*SET EXERCISE A*.
In the Go1 locomotion text, translate this sentence into Spanish: "Target audience is robotics researchers with a Go1 Edu and a beefy NVIDIA GPU."
*SET EXERCISE B*.
Resume the Go1 locomotion text after its last sentence and write one more paragraph in the same style.

— START OF TEXT BLOCK —

Sim-to-real RL training and deployment tools for the Unitree Go1 robot.

Research code from MIT's Improbable AI lab implementing the 'Walk These Ways' CoRL 2022 paper — sim-to-real RL locomotion for the Unitree Go1 quadruped. Trains a gait-conditioned policy in Isaac Gym with Multiplicity of Behavior (MoB), then deploys it directly on the physical robot via LCM. Target audience is robotics researchers with a Go1 Edu and a beefy NVIDIA GPU.

Ships a pretrained checkpoint you can deploy on day one without training anything — rare for academic robotics code. The sim-to-real pipeline is end-to-end: Isaac Gym training, domain randomization, actuator net to model motor dynamics, Docker deployment image on the robot's Jetson. The MoB approach of conditioning on gait parameters (frequency, stance duration, foot height) is a real idea that generalizes better than single-policy controllers. LCM for real-time comms between the onboard computer and the policy inference loop is the right tool here — low latency, typed messages.

— END OF TEXT BLOCK —
— START OF STORED DATA —

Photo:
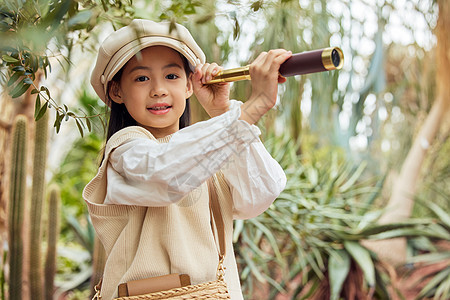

— END OF STORED DATA —

*TASK ANSWER A*.
El público objetivo son investigadores en robótica que tengan un Go1 Edu y una GPU de NVIDIA potente.

*TASK ANSWER B*.
Pinned to PyTorch 1.10 and CUDA 11.3, which are four years old. Isaac Gym Preview 4 is itself deprecated by NVIDIA in favor of Isaac Lab, so the simulation dependency is a dead end — anyone starting a new project today would be building on a sunset platform. The deployment docs have two 'Coming soon' sections (logging and real-world analysis), which are arguably the most important parts when something goes wrong on a real robot. Swapping in a custom model requires manually editing hardcoded path strings in two separate scripts rather than taking a CLI argument — minor but annoying.